Rows from a point labeling set
** start **

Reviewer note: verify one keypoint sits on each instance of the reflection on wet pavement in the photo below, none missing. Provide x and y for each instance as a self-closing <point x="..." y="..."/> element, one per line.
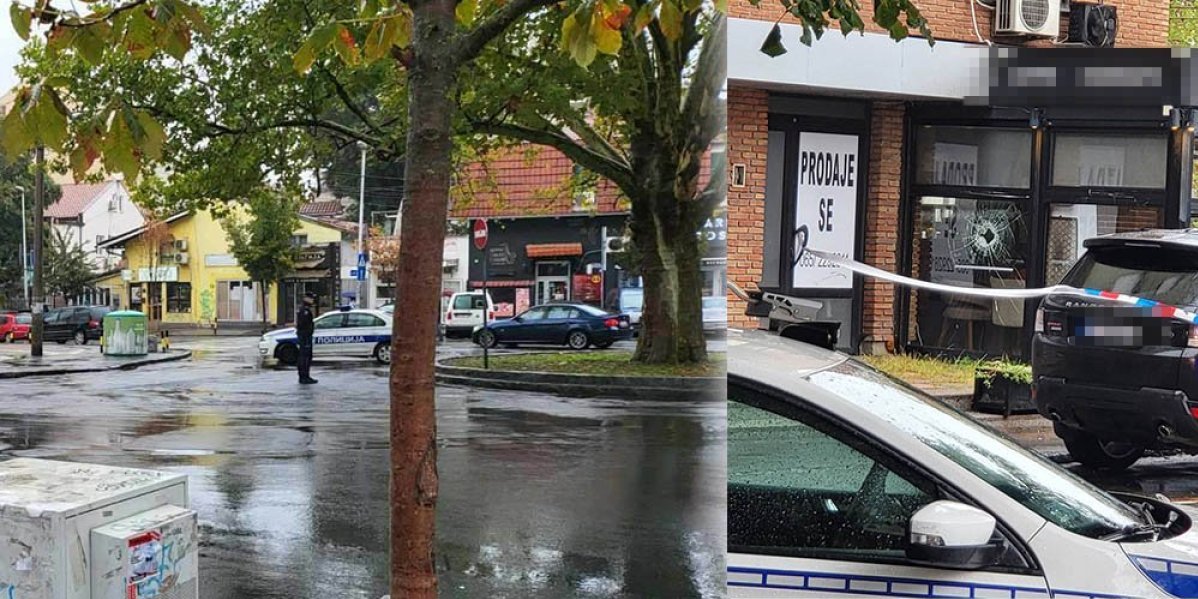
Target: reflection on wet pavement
<point x="540" y="496"/>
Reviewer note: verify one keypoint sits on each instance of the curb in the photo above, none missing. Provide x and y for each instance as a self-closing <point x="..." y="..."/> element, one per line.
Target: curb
<point x="125" y="365"/>
<point x="667" y="388"/>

** end **

Exercise aim
Convert every line of the rows above into a JSON list of strings, one string per line, omitting blank lines. Leave the pictures out of the list.

Expected answer
[
  "Reviewer note: verify one keypoint sits on each instance of the reflection on wet pavement in the photo below, none missing. Provide x and y for each instance as a self-closing <point x=\"...\" y=\"...\"/> element, one per line.",
  "Target: reflection on wet pavement",
  "<point x=\"540\" y=\"496\"/>",
  "Reviewer note: verify one keypoint sits on each instance of the curb in the photo above, none missing. Provide x and y for each instance as a self-closing <point x=\"...\" y=\"...\"/> element, one per line.",
  "Target: curb",
  "<point x=\"125\" y=\"365\"/>",
  "<point x=\"667\" y=\"388\"/>"
]